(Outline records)
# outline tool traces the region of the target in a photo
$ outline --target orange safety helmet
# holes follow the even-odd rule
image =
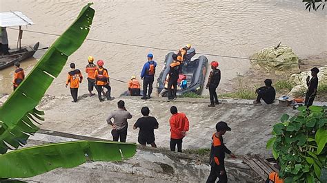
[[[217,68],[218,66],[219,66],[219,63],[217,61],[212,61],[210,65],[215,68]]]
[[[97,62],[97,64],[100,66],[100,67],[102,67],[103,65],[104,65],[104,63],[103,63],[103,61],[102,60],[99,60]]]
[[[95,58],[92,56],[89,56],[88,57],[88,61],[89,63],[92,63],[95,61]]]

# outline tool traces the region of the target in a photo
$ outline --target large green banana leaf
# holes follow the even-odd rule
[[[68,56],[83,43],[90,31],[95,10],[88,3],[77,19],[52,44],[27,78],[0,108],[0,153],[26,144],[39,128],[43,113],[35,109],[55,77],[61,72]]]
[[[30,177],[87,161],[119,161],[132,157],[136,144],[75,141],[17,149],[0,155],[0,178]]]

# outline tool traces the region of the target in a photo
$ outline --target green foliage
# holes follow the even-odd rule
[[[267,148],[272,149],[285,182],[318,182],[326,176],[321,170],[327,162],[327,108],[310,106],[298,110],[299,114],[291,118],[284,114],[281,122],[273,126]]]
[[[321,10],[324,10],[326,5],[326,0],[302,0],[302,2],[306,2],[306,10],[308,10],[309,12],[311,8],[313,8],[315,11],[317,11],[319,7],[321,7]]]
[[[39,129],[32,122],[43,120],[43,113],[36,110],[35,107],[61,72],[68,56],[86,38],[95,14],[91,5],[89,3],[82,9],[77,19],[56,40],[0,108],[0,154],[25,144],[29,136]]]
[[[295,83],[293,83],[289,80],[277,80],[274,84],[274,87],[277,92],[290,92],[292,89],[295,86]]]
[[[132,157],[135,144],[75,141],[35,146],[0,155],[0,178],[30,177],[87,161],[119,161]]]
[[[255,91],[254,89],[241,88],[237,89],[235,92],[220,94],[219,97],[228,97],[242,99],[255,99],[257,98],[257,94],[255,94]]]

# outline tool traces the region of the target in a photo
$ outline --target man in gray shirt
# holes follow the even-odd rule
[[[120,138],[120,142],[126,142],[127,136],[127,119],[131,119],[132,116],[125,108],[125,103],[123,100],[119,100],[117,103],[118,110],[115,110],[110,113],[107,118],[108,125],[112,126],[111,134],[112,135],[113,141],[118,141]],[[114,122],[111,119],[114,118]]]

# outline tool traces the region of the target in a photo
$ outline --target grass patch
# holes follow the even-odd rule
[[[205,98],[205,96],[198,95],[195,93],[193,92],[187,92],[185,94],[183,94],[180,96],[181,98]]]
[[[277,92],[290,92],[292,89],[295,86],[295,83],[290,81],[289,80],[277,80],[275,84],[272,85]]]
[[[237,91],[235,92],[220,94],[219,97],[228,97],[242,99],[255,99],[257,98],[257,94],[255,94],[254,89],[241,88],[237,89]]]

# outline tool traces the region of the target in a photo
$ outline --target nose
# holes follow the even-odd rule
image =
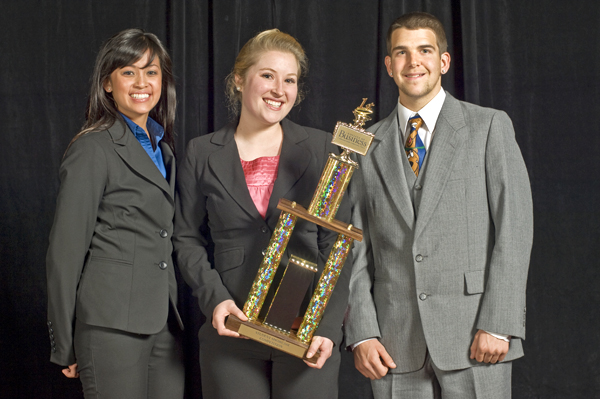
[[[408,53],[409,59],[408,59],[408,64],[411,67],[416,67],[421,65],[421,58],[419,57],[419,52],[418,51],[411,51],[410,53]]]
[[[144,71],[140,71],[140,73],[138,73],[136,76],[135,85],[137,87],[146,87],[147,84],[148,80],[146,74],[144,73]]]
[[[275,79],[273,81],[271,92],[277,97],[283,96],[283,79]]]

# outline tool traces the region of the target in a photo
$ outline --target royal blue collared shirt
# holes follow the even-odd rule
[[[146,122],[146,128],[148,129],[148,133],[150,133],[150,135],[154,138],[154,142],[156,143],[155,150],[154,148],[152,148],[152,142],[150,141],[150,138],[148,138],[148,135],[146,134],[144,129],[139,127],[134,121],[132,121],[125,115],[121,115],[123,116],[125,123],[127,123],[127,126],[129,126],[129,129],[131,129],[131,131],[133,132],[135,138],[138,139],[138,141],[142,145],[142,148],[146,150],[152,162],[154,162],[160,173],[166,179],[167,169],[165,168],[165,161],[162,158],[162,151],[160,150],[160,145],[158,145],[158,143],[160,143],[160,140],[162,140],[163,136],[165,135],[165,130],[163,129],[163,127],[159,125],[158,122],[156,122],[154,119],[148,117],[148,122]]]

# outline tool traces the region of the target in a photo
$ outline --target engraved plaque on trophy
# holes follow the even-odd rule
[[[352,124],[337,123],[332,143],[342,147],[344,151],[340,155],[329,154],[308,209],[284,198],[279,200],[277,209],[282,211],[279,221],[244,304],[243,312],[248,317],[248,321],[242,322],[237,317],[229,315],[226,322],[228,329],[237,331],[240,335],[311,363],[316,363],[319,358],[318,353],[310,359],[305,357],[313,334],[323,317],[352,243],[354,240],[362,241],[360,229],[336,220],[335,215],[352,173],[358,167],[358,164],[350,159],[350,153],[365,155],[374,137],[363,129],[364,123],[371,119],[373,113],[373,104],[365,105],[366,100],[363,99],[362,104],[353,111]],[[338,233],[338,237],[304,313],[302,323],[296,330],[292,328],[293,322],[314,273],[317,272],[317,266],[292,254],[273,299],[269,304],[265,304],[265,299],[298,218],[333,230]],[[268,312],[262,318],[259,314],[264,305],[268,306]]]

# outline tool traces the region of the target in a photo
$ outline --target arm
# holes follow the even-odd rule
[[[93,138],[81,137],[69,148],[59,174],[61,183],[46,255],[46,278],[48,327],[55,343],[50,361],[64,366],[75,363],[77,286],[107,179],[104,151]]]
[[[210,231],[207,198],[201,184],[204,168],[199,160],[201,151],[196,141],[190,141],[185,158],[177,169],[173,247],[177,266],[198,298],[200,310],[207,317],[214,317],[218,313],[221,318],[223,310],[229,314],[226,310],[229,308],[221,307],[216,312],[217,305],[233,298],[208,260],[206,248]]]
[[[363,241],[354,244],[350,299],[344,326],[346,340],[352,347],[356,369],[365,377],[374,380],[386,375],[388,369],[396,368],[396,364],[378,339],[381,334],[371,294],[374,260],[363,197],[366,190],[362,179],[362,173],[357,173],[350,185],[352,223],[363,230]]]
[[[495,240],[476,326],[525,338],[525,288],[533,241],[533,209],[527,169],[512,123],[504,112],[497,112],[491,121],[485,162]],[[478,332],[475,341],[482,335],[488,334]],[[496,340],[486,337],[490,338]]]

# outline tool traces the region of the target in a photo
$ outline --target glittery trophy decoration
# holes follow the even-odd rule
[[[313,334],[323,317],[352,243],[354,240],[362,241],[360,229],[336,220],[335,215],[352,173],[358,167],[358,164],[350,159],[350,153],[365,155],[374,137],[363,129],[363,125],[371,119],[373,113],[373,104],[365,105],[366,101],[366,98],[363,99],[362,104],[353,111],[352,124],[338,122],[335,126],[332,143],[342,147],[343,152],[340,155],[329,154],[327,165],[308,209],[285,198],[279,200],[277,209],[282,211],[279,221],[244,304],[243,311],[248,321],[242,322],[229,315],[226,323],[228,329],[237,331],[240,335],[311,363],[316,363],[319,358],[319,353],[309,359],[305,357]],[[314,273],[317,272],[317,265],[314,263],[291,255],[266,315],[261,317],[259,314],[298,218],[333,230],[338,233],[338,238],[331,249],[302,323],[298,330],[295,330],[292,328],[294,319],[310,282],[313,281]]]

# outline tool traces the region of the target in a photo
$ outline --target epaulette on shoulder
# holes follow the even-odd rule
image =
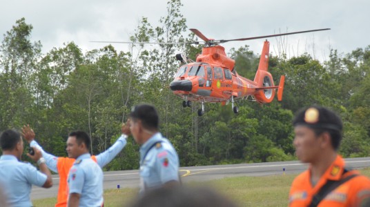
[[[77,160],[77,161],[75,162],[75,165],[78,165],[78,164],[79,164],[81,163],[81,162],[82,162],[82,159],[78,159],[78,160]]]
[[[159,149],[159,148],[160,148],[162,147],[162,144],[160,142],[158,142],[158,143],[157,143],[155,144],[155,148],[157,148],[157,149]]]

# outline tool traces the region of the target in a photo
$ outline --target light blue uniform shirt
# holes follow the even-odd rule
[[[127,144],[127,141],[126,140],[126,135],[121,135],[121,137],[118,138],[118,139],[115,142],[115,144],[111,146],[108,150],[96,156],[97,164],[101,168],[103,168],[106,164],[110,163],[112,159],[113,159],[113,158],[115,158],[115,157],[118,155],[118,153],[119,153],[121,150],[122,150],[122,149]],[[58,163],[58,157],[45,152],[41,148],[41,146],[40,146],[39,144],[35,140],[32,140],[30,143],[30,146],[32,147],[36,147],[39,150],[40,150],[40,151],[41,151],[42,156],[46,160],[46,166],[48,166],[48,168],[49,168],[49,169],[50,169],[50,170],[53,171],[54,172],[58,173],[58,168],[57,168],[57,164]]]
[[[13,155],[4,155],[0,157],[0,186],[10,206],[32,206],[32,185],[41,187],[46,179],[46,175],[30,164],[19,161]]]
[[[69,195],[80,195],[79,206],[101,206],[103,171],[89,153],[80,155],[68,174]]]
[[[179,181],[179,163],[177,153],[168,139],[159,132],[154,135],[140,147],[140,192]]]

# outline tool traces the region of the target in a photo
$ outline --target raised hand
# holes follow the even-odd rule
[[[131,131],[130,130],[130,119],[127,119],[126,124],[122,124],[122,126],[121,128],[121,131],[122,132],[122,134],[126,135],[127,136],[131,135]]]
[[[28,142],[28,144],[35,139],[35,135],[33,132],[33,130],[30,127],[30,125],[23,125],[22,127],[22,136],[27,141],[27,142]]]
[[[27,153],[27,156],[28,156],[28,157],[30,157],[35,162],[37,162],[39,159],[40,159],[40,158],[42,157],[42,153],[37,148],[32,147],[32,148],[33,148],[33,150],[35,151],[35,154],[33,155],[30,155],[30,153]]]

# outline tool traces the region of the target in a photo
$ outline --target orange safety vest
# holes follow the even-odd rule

# Task brief:
Copy out every line in the entries above that contains the word "orange", matching upper and lower case exactly.

# Solution for this task:
$ outline --target orange safety helmet
$ outline --target orange safety vest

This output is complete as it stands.